-- BEGIN --

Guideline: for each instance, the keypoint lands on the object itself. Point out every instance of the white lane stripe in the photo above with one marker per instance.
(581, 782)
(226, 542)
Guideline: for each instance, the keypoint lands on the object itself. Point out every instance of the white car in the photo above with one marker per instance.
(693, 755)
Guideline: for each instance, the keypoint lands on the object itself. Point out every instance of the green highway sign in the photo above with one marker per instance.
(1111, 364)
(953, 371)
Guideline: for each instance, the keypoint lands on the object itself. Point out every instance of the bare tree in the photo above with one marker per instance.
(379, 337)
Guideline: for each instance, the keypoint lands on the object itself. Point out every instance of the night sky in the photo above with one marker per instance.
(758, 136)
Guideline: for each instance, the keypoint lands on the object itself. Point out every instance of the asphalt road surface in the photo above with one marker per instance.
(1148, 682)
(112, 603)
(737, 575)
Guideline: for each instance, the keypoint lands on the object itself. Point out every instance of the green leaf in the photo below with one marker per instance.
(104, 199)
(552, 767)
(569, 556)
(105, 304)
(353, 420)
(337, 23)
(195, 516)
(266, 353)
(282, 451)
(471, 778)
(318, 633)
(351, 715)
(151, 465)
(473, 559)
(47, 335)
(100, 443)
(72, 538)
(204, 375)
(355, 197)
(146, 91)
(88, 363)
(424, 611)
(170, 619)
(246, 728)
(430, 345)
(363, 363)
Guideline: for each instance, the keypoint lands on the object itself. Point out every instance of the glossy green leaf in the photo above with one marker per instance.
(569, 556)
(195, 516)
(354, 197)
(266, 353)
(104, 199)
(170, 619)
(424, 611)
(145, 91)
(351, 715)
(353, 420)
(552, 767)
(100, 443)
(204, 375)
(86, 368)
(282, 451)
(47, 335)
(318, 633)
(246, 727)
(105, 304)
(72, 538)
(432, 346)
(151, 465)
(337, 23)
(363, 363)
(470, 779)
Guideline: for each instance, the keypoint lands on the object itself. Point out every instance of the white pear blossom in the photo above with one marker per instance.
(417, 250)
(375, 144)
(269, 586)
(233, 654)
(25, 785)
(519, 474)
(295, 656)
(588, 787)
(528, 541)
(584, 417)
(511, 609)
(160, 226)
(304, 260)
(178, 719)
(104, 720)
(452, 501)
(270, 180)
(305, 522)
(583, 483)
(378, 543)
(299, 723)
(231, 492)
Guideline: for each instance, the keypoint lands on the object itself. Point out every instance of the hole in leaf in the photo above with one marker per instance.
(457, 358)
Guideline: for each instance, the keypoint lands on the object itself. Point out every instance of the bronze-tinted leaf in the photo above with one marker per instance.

-- END --

[THE EXERCISE] Please write out the stretch of rows from the one containing "the white pear" through the last row, keeping the requests unchanged and shifting each coordinate in the answers up by 75.

[ANSWER BELOW]
Guideline: for each instance, the keypoint lands on the object itself. Point out every instance of the white pear blossom in the photo above with one marker per instance.
(492, 325)
(450, 219)
(344, 661)
(308, 729)
(100, 860)
(594, 549)
(370, 731)
(663, 862)
(603, 616)
(659, 492)
(586, 684)
(235, 301)
(379, 335)
(253, 794)
(179, 795)
(527, 576)
(345, 255)
(380, 597)
(658, 558)
(453, 618)
(374, 798)
(306, 567)
Guideline: for each instance, the keypoint lands on the object itself. Point out every instance of the hole in leaf in the photo above with one marker per instance.
(532, 433)
Guideline: for each instance, the keypoint lands on the object itself. Point out every instance of the bronze-tinted leaf in the photo above with one marker per instance.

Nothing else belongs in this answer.